*** Block opens ***

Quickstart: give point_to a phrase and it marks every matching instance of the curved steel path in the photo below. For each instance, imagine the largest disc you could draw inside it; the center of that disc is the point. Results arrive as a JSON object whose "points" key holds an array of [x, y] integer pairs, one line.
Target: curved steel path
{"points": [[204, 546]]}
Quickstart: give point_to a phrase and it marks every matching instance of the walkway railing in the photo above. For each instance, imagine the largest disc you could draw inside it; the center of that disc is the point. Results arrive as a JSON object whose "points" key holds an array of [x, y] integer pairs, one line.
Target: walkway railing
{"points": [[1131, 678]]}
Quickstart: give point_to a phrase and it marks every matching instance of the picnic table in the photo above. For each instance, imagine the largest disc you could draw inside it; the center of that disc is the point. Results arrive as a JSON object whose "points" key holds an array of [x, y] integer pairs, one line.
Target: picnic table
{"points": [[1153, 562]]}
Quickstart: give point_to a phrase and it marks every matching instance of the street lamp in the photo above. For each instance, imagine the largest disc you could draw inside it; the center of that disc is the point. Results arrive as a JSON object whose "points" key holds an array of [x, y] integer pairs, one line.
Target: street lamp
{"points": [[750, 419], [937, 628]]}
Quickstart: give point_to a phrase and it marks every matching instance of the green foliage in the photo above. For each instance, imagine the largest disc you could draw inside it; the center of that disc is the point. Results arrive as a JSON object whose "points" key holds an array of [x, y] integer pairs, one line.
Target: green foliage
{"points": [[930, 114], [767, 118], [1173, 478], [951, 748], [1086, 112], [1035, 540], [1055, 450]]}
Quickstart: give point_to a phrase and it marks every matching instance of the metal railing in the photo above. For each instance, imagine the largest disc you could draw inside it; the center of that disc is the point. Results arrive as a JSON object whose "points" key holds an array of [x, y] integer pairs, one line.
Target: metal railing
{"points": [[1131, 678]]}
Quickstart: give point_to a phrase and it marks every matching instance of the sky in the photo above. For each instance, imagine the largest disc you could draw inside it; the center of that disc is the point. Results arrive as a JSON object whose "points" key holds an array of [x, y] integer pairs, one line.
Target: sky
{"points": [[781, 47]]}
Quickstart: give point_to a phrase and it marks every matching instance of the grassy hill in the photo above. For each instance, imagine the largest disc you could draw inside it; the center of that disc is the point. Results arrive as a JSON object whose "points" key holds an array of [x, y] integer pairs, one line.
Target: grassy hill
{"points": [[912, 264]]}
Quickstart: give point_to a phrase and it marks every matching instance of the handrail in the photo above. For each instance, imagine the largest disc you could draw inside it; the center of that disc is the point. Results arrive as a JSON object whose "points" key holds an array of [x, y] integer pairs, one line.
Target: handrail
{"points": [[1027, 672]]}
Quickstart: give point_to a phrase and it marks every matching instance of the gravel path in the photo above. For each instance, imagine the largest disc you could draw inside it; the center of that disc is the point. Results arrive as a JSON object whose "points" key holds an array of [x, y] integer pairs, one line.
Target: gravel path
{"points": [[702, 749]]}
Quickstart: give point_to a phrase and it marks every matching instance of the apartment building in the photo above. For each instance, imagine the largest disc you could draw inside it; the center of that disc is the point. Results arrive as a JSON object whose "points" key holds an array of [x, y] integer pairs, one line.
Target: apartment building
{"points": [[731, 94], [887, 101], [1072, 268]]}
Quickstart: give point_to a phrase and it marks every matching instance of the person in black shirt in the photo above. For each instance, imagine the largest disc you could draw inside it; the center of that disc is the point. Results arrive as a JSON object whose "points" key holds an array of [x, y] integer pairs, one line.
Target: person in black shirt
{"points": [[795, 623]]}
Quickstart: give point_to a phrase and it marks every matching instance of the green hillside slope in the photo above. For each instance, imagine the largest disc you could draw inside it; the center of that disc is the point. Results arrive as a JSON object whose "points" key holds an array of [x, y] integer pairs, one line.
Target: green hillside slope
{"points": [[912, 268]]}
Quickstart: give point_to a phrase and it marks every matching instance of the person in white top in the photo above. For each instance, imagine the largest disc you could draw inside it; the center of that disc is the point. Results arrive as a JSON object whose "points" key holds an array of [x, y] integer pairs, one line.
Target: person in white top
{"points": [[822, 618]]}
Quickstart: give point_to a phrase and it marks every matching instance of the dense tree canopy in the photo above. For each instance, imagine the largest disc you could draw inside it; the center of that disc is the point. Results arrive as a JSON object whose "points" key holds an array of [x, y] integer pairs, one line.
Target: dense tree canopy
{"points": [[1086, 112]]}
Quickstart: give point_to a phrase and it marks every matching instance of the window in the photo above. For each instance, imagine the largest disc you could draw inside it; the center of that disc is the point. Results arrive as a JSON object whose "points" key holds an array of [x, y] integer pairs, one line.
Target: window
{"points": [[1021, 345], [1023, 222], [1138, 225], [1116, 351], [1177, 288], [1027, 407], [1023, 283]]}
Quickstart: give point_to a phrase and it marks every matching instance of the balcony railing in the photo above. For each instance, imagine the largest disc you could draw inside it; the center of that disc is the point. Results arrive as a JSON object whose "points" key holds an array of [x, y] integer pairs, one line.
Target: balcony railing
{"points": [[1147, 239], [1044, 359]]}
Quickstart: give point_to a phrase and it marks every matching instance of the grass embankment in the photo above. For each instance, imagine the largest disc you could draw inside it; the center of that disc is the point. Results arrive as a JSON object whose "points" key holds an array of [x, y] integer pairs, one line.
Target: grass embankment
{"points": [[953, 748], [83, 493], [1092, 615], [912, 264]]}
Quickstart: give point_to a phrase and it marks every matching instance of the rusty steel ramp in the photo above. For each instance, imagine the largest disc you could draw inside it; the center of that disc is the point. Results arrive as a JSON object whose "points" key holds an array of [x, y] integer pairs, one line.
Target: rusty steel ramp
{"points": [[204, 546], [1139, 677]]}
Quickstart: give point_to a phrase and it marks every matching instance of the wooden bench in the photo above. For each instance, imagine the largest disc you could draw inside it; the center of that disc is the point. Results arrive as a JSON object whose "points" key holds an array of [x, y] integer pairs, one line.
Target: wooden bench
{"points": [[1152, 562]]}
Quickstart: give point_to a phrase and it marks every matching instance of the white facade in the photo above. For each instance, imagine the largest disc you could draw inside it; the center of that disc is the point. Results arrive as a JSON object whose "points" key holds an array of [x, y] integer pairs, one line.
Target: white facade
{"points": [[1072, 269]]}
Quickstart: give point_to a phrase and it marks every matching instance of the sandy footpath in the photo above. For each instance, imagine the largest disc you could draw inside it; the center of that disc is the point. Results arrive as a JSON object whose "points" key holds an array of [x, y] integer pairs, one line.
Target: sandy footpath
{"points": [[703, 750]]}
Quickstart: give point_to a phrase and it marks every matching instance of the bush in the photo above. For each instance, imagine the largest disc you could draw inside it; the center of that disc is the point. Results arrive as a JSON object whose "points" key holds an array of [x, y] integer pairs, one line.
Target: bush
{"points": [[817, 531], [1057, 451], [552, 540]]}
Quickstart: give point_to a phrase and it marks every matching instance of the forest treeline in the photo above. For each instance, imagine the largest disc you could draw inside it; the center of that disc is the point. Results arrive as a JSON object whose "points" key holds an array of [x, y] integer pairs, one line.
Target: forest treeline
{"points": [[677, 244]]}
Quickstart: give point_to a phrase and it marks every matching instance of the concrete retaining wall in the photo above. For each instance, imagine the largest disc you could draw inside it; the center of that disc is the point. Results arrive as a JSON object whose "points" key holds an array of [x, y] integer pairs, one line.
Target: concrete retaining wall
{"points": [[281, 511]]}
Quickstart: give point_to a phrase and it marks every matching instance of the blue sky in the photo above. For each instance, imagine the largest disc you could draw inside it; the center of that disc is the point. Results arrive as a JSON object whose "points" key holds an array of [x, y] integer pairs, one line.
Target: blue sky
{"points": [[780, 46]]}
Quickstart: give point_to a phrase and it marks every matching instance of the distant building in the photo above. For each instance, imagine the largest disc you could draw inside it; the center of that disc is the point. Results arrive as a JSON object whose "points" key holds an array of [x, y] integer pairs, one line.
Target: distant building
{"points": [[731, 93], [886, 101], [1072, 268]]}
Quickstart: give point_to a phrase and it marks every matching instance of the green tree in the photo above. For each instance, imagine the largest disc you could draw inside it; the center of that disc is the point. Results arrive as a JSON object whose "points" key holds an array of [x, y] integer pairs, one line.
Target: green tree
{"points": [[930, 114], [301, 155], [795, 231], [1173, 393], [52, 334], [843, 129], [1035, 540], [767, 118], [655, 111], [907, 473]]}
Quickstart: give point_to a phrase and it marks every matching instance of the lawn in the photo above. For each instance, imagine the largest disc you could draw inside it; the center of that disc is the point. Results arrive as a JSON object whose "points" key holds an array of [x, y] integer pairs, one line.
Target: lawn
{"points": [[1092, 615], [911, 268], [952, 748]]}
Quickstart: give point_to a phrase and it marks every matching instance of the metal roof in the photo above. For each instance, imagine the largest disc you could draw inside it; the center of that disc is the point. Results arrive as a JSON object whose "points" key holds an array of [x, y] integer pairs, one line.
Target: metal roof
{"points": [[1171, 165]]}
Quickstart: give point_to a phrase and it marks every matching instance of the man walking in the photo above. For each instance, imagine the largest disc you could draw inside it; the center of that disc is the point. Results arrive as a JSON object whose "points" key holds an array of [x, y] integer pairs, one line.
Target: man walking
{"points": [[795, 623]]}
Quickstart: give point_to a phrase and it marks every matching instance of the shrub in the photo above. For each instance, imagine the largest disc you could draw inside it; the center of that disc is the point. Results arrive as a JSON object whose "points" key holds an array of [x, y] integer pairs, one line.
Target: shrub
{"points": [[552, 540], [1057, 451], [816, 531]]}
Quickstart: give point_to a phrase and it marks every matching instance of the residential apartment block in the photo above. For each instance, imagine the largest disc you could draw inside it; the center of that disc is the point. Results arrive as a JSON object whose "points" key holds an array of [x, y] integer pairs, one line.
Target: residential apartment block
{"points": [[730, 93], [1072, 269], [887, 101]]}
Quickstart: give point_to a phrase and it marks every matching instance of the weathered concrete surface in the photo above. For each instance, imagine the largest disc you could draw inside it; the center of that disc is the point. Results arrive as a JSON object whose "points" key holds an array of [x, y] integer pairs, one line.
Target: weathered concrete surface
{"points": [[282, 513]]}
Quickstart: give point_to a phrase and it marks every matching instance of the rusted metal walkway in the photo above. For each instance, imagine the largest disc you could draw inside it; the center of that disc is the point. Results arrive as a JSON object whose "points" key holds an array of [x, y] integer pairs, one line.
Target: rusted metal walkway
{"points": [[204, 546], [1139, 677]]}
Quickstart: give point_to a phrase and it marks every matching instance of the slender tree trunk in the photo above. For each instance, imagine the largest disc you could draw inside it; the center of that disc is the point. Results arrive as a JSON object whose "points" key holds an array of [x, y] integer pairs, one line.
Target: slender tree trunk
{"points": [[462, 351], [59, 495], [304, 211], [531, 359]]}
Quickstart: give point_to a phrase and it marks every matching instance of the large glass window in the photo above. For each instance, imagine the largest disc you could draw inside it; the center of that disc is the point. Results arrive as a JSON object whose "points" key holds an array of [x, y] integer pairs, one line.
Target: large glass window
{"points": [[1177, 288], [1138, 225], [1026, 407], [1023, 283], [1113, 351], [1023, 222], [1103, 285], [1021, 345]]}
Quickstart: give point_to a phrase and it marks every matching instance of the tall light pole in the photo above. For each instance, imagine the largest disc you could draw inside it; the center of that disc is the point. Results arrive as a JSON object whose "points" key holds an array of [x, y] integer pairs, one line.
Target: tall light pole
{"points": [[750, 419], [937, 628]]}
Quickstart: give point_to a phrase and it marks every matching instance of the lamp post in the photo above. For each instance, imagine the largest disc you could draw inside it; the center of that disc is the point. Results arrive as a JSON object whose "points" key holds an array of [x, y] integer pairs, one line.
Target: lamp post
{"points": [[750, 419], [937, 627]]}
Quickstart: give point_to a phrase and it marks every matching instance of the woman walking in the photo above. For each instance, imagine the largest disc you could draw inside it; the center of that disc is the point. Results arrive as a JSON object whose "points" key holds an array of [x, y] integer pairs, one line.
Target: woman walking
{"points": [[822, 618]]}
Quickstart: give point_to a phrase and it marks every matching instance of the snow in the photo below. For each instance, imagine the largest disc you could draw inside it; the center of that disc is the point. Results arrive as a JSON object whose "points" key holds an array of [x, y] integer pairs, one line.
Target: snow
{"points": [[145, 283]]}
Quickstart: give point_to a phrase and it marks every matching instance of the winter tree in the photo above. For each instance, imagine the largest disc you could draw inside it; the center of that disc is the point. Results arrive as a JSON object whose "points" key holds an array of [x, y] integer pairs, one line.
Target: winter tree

*** Block closes ***

— WORK TASK —
A line qualifies when it holds the word "winter"; report all qualifying lines from the records above.

— SOLUTION TO THE PROBLEM —
Quickstart: give point_to a phrase and it marks every matching instance of the winter tree in the photo above. For each instance, imagine the largest disc you could draw inside it; the center of that disc is the point. Results arrive as a JSON object whose "points" key holds an array of [x, y] integer pairs, one line.
Target: winter tree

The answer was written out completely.